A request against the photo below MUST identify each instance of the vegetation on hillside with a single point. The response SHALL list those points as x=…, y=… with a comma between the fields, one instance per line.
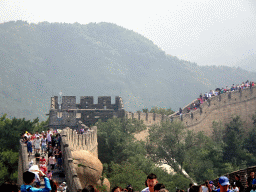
x=39, y=60
x=128, y=161
x=230, y=148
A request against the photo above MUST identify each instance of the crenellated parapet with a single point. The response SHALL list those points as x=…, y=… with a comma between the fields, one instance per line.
x=87, y=141
x=147, y=118
x=67, y=113
x=217, y=108
x=23, y=162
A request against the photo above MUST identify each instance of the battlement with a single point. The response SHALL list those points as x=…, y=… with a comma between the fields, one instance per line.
x=87, y=102
x=217, y=108
x=78, y=142
x=68, y=113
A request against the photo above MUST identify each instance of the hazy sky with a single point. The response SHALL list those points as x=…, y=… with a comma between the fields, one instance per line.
x=208, y=32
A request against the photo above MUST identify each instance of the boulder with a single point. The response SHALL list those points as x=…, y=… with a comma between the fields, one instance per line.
x=88, y=167
x=105, y=182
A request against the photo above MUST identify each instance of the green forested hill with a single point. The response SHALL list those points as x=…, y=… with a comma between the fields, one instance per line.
x=37, y=61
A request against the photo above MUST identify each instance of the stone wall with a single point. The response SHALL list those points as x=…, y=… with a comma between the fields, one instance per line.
x=71, y=141
x=244, y=173
x=86, y=141
x=217, y=108
x=23, y=162
x=86, y=111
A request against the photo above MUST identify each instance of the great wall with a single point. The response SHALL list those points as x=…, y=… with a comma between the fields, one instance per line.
x=83, y=149
x=217, y=108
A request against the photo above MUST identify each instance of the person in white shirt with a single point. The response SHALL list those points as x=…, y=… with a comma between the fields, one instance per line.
x=37, y=144
x=150, y=183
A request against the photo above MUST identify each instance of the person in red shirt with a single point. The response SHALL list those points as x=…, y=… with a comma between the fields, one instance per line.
x=42, y=160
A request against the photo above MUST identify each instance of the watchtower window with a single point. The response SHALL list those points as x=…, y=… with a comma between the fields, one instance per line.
x=59, y=114
x=78, y=115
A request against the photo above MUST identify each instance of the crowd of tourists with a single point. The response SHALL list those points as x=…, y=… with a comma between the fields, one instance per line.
x=204, y=97
x=223, y=185
x=46, y=148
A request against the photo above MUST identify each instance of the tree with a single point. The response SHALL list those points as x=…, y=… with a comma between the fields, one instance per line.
x=168, y=142
x=116, y=139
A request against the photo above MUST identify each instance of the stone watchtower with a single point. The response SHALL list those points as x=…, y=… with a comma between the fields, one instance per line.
x=68, y=113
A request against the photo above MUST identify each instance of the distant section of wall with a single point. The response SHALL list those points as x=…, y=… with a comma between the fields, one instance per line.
x=244, y=173
x=72, y=179
x=86, y=141
x=23, y=162
x=217, y=108
x=147, y=118
x=71, y=141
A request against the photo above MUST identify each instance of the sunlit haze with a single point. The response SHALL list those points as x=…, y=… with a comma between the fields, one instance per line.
x=208, y=32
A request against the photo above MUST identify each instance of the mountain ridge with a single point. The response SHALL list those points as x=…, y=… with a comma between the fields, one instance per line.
x=40, y=60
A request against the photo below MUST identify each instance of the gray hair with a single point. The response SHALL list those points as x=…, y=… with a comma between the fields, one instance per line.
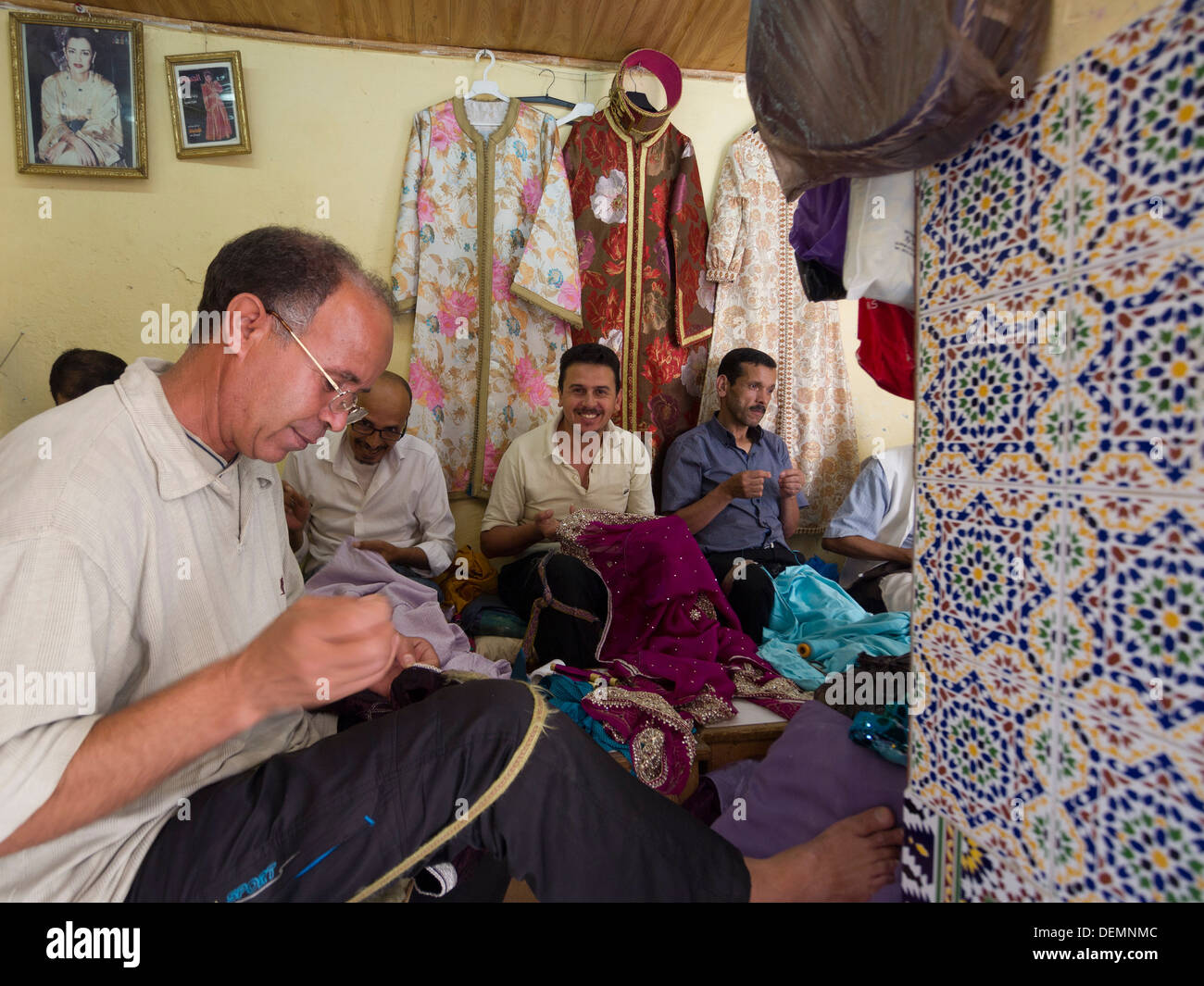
- - -
Whenever a picture appears, leave it out, and return every record exactly.

● **Written answer**:
A request against the photo below MUST identify each instance of the vegetation on hillside with a single point. The response SHALL list those points as x=…, y=… with a comma between the fields, one instance per line.
x=39, y=60
x=128, y=161
x=230, y=148
A request against the photo above MUST identify each instance of the crenellated parapet with a single point. The response SHALL list those points as x=…, y=… with a comma between the fields, one instance per line.
x=87, y=141
x=147, y=118
x=67, y=113
x=217, y=108
x=23, y=162
A request against the photo above MUST identify each instance of the battlement with a single point. The response SHALL list those points as x=…, y=… with a comma between the fields, one instance per line.
x=87, y=102
x=217, y=108
x=78, y=142
x=68, y=113
A request against the photo above MUST identify each instance of the hazy sky with a single point. The response SHALL list those points as x=…, y=… with a comma between the fields, one instance per line.
x=208, y=32
A request against the photo above MUST identify each instance of the boulder with a single point. The response SHALL list those points as x=…, y=… with a comma between the fields, one instance per line.
x=88, y=167
x=105, y=182
A request against the photo above MUST identify each instance of the green forested hill with a single point. The response SHALL list those points as x=…, y=… with a comma between the fields, one instance per line.
x=37, y=61
A request against the photo above MUST identify each instance of the stone wall with a single point. The response SHALL list those points as x=…, y=… with a comma between the fields, one instance per line.
x=71, y=141
x=244, y=173
x=86, y=141
x=217, y=108
x=23, y=162
x=86, y=111
A request against the photo above MUST identify each instance of the great wall with a single point. The response SHALL list those points as x=…, y=… with a comma between the fields, one instance per line.
x=83, y=149
x=217, y=108
A request against the photo above MUST identify each instance of the person in white shirt with a single point. The response SHALL list those points as x=…, y=… with a comma between the fields, one instance per line.
x=37, y=144
x=150, y=183
A request against the photo above MUST identify each instance of the person in red shirt with a single point. The response SHALL list those points as x=…, y=… with a comma between the fields, one instance per line.
x=42, y=160
A request against the photo above MUST identify each instance of the watchtower window with a single point. The response SHALL list those points as x=…, y=… with a comma between the fields, one instance per line.
x=59, y=114
x=78, y=115
A request against the photo above MUST identify each instance of the crowd of tourists with a single point. The response SHALL list those points as x=…, y=… with a comma between the fields, one instance per line.
x=204, y=97
x=223, y=185
x=46, y=148
A request against the photo above MUST identify each instance of the tree with a single point. The response SHALL list those points as x=…, y=… with a comma between the fields, one instance per line.
x=168, y=142
x=116, y=139
A request against the photo above MUST identify each instance of the stone watchtower with a single point. The response SHALL list those points as x=…, y=… with a comma between the fields, one instance per line.
x=68, y=113
A request against the photo above MUST identify each instance of the distant section of wall with a single point. The response SHALL list those points as x=…, y=… with a comma between the fields, one instance per line.
x=244, y=173
x=72, y=179
x=86, y=141
x=23, y=162
x=217, y=108
x=147, y=118
x=71, y=141
A request against the photo above MUST identify each instance of the sunlit haze with a single point. The response SHALL list those points as x=…, y=… with a comma between the fields, one instance per line.
x=208, y=32
A request against the photo above MUST identify each instance of the mountain ridge with a single point. The response SHALL list those points as x=…, y=… with a comma between the fields, one instance per line.
x=40, y=60
A request against the photo below MUST identify each instance of the gray hair with a single point. The response SHALL list those points as x=…, y=… with a comma between the fields, one instance per line.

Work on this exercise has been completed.